▶ _Uw opdracht_: Geef de regels van de regel met "Task: indicate the white door" tot en met de regel met "[(243, 154)]" opnieuw weer, waarbij u "one point per instance" overal vervangt door "a single point per instance" en al het overige ongewijzigd laat.

▶ _Een reeks items_:
* * * * *

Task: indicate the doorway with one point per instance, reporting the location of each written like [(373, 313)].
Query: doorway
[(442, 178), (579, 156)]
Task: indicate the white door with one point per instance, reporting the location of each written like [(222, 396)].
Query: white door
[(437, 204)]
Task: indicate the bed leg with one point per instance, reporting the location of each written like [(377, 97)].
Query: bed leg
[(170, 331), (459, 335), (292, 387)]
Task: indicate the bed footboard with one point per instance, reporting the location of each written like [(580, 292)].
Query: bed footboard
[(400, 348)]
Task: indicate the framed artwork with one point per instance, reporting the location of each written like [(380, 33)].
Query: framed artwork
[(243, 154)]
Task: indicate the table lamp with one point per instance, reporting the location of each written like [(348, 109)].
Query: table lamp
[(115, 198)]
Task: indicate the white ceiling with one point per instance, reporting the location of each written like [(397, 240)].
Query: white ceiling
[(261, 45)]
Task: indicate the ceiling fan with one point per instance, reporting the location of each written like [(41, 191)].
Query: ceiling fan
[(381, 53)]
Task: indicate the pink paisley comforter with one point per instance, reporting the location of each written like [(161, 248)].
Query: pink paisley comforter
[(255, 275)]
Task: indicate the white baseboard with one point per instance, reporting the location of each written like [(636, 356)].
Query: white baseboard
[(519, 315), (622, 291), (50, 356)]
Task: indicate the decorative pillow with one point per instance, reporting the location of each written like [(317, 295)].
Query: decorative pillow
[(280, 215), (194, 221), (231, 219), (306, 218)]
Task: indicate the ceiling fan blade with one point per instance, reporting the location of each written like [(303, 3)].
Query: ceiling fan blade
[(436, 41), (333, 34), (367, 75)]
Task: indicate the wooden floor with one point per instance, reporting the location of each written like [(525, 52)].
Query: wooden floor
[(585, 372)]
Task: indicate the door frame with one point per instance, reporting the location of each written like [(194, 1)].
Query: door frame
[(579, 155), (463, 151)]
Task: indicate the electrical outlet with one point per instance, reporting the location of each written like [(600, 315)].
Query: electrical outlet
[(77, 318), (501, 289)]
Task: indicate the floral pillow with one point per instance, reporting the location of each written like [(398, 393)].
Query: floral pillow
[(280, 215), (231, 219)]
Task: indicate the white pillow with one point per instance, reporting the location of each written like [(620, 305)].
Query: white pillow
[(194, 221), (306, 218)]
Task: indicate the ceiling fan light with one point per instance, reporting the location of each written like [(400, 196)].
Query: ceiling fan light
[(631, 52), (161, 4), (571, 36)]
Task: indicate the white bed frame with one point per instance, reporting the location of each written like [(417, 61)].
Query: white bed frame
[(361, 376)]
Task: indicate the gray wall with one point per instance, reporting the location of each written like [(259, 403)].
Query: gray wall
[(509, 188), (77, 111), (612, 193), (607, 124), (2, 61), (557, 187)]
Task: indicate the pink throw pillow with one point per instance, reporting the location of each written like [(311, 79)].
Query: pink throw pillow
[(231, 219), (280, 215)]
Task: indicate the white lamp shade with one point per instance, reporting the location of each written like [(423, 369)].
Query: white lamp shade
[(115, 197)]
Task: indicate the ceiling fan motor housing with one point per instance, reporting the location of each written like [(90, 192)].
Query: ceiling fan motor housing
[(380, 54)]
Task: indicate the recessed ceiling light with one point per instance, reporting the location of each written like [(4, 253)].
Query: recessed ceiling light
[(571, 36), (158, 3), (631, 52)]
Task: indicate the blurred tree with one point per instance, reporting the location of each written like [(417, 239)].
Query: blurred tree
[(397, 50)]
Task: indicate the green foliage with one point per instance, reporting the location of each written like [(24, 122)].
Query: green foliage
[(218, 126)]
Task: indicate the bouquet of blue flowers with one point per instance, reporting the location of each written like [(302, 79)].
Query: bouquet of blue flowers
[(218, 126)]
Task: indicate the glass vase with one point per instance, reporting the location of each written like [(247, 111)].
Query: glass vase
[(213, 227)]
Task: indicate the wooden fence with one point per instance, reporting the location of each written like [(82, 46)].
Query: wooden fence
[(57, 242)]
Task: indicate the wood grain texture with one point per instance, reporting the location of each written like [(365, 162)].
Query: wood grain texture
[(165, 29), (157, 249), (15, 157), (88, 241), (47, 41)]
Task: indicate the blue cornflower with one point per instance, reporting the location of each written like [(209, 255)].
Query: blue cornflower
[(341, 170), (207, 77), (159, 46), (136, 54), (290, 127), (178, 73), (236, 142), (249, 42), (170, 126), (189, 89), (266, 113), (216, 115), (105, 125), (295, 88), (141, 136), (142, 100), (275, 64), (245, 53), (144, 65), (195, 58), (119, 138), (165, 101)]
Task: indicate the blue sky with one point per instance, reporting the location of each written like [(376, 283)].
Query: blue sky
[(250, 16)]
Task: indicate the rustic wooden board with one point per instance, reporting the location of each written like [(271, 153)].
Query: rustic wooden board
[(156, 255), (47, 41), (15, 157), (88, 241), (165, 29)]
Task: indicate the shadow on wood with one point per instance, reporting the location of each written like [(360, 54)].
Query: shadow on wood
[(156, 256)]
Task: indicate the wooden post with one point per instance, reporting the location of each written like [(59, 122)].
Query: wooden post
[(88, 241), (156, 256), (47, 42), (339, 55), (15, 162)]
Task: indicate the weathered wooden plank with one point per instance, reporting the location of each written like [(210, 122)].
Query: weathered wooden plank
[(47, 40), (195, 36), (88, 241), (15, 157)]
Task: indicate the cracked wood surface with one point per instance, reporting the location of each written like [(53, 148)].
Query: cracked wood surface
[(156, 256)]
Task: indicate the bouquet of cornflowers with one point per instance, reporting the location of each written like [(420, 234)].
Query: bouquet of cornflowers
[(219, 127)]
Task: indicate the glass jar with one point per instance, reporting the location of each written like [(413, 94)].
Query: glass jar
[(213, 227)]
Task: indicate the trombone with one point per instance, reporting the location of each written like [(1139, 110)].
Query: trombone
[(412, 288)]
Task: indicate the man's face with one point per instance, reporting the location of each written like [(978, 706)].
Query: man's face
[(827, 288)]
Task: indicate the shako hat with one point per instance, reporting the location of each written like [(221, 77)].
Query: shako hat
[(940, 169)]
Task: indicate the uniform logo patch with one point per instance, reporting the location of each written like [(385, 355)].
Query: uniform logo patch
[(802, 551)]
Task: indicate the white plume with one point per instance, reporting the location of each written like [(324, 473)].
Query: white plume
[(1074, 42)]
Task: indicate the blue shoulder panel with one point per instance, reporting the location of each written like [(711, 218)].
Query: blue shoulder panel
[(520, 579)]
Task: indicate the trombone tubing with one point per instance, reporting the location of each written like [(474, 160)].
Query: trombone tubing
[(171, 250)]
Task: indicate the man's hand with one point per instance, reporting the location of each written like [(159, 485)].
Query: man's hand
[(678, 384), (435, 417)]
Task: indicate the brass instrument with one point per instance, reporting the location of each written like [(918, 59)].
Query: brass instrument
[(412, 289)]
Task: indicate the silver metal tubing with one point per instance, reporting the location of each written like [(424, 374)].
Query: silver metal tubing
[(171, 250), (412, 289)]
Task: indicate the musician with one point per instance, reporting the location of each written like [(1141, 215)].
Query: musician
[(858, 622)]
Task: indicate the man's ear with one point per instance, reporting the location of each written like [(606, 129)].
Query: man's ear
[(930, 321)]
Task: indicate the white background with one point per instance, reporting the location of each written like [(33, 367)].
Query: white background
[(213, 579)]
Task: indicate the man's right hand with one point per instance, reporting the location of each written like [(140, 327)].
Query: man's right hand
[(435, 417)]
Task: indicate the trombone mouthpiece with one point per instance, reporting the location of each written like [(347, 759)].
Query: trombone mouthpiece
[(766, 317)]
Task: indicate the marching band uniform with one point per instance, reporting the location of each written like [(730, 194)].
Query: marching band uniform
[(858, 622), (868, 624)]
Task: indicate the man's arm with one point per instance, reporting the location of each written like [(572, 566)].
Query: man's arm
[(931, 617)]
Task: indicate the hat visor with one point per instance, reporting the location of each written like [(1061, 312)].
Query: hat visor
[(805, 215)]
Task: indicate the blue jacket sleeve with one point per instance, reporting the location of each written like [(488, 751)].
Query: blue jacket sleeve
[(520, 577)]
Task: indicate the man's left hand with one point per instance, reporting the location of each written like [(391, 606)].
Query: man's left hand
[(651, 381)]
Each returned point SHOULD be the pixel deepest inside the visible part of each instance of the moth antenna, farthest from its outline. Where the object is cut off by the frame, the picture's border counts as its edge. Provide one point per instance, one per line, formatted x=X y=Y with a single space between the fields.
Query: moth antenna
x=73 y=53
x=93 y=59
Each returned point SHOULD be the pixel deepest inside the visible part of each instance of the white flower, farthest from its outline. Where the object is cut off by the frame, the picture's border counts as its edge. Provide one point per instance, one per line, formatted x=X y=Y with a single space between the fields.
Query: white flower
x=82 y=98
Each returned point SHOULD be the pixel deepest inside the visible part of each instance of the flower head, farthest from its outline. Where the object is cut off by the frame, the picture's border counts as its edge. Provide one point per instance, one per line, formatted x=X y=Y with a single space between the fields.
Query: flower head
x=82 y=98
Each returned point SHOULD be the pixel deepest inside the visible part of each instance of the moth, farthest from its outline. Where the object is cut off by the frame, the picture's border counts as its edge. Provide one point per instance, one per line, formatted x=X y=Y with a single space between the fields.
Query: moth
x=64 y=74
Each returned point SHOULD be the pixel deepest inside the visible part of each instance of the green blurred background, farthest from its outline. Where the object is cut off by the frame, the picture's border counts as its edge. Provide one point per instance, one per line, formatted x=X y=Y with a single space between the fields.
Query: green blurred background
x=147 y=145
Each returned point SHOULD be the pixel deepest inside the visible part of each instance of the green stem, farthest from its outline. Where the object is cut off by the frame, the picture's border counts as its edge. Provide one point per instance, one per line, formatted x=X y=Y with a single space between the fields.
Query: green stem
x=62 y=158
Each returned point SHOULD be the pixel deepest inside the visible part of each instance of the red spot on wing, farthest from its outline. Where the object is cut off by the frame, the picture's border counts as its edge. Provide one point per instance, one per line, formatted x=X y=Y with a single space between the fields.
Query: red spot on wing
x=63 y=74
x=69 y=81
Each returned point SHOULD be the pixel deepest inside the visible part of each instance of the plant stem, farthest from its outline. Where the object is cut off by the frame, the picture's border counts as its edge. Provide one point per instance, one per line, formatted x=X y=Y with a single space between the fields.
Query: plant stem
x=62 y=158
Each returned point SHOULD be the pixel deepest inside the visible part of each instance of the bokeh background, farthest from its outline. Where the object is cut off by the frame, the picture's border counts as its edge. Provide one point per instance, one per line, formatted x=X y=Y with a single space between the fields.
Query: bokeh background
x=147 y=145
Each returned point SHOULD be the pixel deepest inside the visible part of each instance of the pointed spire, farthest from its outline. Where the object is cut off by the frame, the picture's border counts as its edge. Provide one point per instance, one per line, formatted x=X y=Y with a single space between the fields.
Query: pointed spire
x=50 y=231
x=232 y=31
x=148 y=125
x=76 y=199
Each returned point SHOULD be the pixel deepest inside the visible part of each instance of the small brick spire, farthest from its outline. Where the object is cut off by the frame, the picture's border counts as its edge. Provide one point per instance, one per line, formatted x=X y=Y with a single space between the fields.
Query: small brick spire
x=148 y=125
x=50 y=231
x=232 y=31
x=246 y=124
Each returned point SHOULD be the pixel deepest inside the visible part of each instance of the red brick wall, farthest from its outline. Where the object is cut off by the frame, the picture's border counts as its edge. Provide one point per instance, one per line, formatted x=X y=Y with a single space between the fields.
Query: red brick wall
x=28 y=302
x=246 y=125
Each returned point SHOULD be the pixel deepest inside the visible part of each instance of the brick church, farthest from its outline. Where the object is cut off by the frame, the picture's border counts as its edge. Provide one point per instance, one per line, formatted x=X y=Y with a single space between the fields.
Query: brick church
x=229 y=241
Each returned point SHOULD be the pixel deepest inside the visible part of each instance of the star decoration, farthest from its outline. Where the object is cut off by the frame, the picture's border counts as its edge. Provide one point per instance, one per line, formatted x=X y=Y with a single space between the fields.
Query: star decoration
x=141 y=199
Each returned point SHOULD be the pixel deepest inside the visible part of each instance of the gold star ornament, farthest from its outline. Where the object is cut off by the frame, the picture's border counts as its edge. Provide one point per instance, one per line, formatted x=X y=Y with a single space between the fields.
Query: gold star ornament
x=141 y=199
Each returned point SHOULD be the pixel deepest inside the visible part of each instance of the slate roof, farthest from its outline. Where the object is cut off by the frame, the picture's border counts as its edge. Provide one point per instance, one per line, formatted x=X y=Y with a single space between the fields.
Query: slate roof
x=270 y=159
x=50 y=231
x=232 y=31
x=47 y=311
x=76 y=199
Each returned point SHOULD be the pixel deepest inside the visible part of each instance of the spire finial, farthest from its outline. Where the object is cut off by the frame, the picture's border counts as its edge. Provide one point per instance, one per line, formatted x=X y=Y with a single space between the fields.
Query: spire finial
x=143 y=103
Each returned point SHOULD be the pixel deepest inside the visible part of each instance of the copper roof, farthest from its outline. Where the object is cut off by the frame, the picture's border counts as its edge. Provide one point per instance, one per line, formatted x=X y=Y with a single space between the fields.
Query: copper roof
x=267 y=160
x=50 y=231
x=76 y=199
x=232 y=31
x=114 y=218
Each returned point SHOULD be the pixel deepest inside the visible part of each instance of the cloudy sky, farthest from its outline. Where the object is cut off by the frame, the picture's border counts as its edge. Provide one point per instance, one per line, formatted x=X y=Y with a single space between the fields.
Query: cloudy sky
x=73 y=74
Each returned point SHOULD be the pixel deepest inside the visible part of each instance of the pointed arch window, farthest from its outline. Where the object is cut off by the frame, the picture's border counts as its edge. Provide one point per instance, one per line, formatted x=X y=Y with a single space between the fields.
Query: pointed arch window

* * * * *

▶ _Juist antwoord_:
Task: indicate the white door with a single point per instance, reporting the location of each written like [(222, 396)].
Query: white door
[(437, 204)]
Task: indicate the bed leg with a single point per instance, reporting the location of each written like [(377, 97)].
Query: bed leg
[(170, 331), (459, 335), (292, 387)]
Task: indicate the bed footboard with a single point per instance, reporting the location of each written like [(580, 292)].
Query: bed footboard
[(400, 348)]
Task: indicate the framed artwork with a single point per instance, reporting the location of each written like [(380, 33)].
Query: framed artwork
[(243, 154)]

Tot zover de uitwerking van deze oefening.